- PASSAGE GIVEN -
(begin)

The appeals court will make the ultimate call, but unfortunately the damage is already done. Closing a facility is not cheap, or easy, and without extensive incentives to do otherwise, I doubt we will see Amazon back here soon.

RE: Good on Amazon
By paydirt on 2/14/11, Rating: -1
RE: Good on Amazon
By wookie1 on 2/14/2011 11:44:20 AM , Rating: 5
What do you propose to do if people buy something from an international seller? How would you collect taxes from them? And if you can't, why wouldn't Amazon simply move all of their operations out of the country?

Are you suggesting that the State/local governments be able to monitor all of their residents somehow to ensure the taxes are collected from them?

RE: Good on Amazon
By paydirt on 2/14/11, Rating: -1
RE: Good on Amazon
By theapparition on 2/14/2011 1:39:11 PM , Rating: 4
If international businesses (we are not discussing small mom & pop sellers) choose not to collect state tax, local tax, VAT, or flat tax from their consumer (as Amazon did), then states (or the taxing entity) can send the tax bill directly to the international business (as Texas did). If Amazon was in British Columbia instead of the U.S., the situation would be the same.

That is completely incorrect information.
Only if the international business maintained a local presence are they obligated to collect sales tax for the state. If not, then burden lies on the taxpayer to correctly report and pay that tax directly to the state.

In the Amazon case, they maintained a business presence in the state, and hence were obligated to collect tax and redistribute to the state. If they were international, that situation, as you correctly pointed out, would not change.

However, if they had no local presence, then that company is under no obligation to collect local taxes. Plain and simple.

RE: Good on Amazon
By kattanna on 2/14/2011 12:23:02 PM , Rating: 1
why wouldn't Amazon simply move all of their operations out of the country?

(end)

- DATASET CONTENT -
(begin)

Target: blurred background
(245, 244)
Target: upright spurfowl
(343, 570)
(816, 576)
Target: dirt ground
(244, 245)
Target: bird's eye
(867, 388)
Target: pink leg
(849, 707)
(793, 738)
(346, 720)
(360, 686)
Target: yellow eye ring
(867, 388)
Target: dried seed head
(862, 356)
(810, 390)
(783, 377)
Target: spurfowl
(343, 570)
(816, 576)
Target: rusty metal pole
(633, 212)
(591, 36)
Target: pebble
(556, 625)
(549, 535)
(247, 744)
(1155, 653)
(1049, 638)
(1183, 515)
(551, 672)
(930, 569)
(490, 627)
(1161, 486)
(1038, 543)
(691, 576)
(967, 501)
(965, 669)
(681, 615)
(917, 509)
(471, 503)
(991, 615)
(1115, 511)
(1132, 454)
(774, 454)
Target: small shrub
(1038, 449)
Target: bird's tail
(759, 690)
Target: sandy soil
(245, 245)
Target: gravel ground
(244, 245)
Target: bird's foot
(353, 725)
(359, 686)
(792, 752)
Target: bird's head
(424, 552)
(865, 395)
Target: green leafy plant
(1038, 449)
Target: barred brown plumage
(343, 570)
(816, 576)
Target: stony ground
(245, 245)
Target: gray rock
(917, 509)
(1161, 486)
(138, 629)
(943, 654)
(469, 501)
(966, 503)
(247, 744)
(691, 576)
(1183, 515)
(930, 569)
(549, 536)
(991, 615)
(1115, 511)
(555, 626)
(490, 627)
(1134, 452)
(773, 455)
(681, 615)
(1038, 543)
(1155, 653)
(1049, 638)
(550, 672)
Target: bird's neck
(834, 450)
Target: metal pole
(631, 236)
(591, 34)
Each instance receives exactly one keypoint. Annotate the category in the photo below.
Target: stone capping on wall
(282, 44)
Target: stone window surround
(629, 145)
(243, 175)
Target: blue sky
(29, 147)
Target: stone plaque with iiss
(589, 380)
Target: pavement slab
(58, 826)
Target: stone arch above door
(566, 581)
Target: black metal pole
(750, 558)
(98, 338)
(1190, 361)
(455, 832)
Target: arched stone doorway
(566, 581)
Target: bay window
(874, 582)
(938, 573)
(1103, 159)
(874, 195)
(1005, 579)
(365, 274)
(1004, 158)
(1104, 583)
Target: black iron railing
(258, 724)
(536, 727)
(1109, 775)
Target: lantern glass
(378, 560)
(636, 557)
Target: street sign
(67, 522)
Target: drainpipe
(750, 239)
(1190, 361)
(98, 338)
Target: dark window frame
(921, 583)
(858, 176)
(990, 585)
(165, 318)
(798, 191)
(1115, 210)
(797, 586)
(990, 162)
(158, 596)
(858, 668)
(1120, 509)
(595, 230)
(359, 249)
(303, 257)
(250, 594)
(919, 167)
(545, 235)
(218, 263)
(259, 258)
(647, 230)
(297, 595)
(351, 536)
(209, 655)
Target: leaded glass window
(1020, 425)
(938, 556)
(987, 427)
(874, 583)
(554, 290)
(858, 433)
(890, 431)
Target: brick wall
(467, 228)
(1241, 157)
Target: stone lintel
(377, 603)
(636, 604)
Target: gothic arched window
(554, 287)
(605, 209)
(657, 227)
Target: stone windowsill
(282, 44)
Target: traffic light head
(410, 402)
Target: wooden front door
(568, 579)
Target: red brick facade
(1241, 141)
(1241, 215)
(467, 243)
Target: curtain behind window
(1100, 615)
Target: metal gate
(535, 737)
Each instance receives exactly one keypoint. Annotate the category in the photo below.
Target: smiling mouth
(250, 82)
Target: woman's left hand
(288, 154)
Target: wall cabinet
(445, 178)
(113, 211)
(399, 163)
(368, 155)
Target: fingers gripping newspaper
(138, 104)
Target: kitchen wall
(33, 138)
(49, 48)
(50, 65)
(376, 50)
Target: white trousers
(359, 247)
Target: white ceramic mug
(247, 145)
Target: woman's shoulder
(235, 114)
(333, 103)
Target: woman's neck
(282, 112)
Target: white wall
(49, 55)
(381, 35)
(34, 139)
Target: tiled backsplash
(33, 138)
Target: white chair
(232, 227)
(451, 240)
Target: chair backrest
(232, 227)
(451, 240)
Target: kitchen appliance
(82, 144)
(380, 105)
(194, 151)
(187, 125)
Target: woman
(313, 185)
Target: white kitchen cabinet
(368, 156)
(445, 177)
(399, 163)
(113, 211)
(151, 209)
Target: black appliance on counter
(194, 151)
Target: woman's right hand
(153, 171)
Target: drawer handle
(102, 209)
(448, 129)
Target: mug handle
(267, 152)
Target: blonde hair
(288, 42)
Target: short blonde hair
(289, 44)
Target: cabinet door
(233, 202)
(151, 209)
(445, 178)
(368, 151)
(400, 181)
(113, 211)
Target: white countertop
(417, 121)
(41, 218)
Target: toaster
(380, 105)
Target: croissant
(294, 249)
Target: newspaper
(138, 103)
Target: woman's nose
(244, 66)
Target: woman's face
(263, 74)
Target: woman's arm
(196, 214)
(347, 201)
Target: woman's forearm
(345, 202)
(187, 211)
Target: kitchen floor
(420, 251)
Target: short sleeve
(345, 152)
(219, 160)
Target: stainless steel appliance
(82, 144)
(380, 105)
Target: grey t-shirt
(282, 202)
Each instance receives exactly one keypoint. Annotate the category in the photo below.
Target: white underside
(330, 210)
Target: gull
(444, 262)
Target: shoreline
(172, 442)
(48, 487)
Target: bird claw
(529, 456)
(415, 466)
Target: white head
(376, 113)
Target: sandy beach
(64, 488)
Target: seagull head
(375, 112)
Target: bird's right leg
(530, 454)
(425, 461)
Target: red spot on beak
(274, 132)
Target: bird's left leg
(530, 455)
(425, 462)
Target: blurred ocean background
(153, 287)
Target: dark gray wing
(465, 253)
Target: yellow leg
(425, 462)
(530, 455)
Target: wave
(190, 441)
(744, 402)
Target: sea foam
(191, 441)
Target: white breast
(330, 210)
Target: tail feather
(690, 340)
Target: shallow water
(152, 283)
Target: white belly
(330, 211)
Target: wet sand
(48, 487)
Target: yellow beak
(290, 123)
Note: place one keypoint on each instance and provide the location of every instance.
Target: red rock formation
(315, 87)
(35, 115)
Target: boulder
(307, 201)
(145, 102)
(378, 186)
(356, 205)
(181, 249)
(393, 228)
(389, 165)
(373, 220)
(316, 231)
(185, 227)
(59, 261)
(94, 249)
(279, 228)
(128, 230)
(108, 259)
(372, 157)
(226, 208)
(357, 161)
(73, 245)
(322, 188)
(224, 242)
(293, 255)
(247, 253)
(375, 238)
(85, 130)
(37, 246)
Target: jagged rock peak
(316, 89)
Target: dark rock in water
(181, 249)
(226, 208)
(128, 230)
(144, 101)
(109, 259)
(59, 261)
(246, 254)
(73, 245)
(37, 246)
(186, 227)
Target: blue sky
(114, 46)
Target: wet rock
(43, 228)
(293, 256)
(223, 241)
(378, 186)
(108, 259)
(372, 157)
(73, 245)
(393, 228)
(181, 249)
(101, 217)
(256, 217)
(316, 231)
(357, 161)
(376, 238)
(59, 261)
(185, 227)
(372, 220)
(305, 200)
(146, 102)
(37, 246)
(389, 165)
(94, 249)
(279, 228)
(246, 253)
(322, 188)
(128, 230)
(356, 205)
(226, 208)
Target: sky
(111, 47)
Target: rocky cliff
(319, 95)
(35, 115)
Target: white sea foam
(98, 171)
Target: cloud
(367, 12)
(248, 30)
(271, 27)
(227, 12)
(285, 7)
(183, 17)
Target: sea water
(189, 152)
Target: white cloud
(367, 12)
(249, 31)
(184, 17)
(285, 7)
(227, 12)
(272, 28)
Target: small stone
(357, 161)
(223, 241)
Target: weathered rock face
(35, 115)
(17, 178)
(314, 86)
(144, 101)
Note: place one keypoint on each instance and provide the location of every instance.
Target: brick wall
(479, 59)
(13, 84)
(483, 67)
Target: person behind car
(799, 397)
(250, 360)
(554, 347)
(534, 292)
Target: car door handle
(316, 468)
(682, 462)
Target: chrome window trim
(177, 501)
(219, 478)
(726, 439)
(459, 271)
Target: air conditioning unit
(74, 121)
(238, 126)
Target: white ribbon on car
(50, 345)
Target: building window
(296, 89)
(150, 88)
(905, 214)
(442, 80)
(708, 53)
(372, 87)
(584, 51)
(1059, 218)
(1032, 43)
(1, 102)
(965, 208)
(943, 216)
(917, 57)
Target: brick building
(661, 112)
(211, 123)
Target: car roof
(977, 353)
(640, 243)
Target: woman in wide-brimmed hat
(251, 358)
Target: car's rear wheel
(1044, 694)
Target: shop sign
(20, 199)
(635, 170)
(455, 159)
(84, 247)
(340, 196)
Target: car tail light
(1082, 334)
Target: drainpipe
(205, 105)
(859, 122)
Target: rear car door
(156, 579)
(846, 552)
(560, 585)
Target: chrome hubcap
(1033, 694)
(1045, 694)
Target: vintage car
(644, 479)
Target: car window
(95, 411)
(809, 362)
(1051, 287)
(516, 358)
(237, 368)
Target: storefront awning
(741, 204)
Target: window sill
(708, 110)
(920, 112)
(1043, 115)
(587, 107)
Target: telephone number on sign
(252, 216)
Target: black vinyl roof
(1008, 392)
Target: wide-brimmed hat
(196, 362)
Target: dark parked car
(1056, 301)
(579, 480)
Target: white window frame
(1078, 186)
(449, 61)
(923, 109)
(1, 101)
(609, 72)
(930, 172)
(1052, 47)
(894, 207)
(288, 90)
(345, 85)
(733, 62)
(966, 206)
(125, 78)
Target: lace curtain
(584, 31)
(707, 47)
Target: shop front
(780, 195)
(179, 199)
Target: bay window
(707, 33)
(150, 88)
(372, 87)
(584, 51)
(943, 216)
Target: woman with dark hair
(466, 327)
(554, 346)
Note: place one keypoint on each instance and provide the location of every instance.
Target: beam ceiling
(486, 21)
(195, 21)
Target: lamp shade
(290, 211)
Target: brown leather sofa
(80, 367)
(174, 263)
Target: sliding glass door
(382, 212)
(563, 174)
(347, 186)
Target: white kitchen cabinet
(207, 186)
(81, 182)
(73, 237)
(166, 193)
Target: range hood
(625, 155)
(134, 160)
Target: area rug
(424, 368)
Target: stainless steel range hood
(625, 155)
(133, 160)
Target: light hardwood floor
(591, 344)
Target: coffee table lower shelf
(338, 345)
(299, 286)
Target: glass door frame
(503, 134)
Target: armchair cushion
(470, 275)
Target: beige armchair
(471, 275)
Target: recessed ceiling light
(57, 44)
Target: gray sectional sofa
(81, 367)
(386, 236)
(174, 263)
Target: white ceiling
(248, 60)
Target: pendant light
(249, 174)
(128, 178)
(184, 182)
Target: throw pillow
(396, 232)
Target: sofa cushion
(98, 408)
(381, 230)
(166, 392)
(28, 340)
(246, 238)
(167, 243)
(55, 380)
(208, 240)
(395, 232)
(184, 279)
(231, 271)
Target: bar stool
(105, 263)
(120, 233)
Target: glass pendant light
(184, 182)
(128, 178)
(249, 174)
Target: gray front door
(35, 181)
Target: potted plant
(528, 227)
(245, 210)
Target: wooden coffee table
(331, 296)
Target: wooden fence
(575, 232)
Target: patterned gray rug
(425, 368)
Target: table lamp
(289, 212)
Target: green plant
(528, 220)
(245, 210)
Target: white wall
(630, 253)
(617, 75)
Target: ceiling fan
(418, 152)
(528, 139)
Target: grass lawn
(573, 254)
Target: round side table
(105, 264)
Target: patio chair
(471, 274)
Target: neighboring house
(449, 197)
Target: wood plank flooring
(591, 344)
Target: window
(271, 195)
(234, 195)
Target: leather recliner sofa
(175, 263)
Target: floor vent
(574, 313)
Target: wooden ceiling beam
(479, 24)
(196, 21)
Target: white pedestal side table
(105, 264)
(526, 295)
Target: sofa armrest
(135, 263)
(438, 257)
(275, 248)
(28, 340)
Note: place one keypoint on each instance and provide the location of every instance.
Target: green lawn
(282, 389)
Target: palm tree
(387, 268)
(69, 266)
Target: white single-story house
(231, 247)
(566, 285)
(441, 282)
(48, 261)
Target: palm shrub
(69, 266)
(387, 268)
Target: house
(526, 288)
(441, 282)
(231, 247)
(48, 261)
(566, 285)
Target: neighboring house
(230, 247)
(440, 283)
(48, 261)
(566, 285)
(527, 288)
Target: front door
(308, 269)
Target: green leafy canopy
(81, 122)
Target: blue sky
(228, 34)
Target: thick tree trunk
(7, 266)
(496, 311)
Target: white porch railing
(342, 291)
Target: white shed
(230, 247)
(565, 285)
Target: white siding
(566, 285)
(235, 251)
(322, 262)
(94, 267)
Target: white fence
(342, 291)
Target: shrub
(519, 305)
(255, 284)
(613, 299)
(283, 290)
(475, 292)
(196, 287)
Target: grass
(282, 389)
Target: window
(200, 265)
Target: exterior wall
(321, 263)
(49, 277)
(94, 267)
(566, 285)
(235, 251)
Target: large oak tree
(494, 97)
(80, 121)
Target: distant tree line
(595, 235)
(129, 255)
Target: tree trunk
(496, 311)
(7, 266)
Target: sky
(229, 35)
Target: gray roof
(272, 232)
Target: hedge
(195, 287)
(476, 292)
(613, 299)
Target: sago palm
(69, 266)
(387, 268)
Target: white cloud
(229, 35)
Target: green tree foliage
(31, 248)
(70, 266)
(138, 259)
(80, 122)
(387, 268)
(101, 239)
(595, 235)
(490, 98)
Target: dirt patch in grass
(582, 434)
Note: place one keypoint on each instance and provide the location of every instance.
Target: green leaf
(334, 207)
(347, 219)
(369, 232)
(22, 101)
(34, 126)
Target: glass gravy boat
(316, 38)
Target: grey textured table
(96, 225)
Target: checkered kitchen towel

(end)

- SHORT EXERCISE 1 -
List each distinct username that appears after "By" in the comment thread on Amazon and sales tax.
- SHORT EXERCISE 2 -
Please transcribe the part of the comment thread on Amazon and sales tax that opens with the words "Are you suggesting" and closes with "completely incorrect information.".
- SHORT EXERCISE 3 -
Pick up the comment thread on Amazon and sales tax at the point where it stops, and keep writing it.

- RIGHT ANSWER 1 -
paydirt, wookie1, theapparition, kattanna

- RIGHT ANSWER 2 -
Are you suggesting that the State/local governments be able to monitor all of their residents somehow to ensure the taxes are collected from them?

RE: Good on Amazon
By paydirt on 2/14/11, Rating: -1
RE: Good on Amazon
By theapparition on 2/14/2011 1:39:11 PM , Rating: 4
If international businesses (we are not discussing small mom & pop sellers) choose not to collect state tax, local tax, VAT, or flat tax from their consumer (as Amazon did), then states (or the taxing entity) can send the tax bill directly to the international business (as Texas did). If Amazon was in British Columbia instead of the U.S., the situation would be the same.

That is completely incorrect information.

- RIGHT ANSWER 3 -
because international shipping costs and delays would make it unattractive

RE: Good on Amazon
By FITCamaro on 2/14/2011 2:35:08 PM , Rating: 2
You are required to pay the taxes on anything bought. You might choose not to. But you run the risk of being caught. And shouldn't complain if you are.

RE: Good on Amazon
By Solandri on 2/14/2011 12:18:52 PM , Rating: 3
***Local businesses should be on the same footing as non-local businesses. If you favor non-local businesses by not imposing the same tax on them as you do everyone else, then you are directly causing dollars to leave the state.

I think everyone realizes this. However, the problem has to do with a conflict with Federal and State law. The Feds and State governments need to get together and fix it. Asking businesses to voluntarily act as if it's fixed simply won't work. The ones who heed your call will lose market share to those who don't. Consequently, the problem will remain the same as ever, all you'll accomplish is driving out of business the people sympathetic to your cause.
Non-collection of State Sales Tax AFFECTS EVERYONE. It lowers real estate values, it lowers employment, it lowers local tax collection, it lowers state tax collection.

On the contrary, this is actually one of the good things about having no sales tax between states. It only causes the problems you describe locally. For every real estate value lowered, real estate values are raised elsewhere. For every job lost, a new job is created elsewhere. Sales tax revenue is lost, but income tax revenue is gained. Other states benefit (in the form of their businesses doing extra sales) at the expense of a state with onerously high sales taxes. It acts as an incentive for states not to simply raise sales taxes as high as they think they can get away with without inciting riots, and to keep their corporate income taxes low as an incentive to attract businesses.

RE: Good on Amazon
By Fracture on 2/15/2011 1:57:10 PM , Rating: 2
Dead on. Waving taxes on interstate commerce would be a huge boon to creating a "buy American" mentality without implementing protective tariffs (that incidentally piss off other countries).

RE: Good on Amazon
By YashBudini on 2/14/2011 10:10:23 PM , Rating: 1
Non-collection of State Sales Tax AFFECTS EVERYONE. It lowers real estate values, it lowers employment, it lowers local tax collection, it lowers state tax collection.

And yet the pro-corporatists have voted you down.

You do realize how many people buy on-line for the sole purpose of not paying taxes, even when shipping costs about the same. It's like being anti-local, and yeah that's a great way to keep your neighbors and yourself employed.

But you can't reason who the corporatist/elite on this board. So why try?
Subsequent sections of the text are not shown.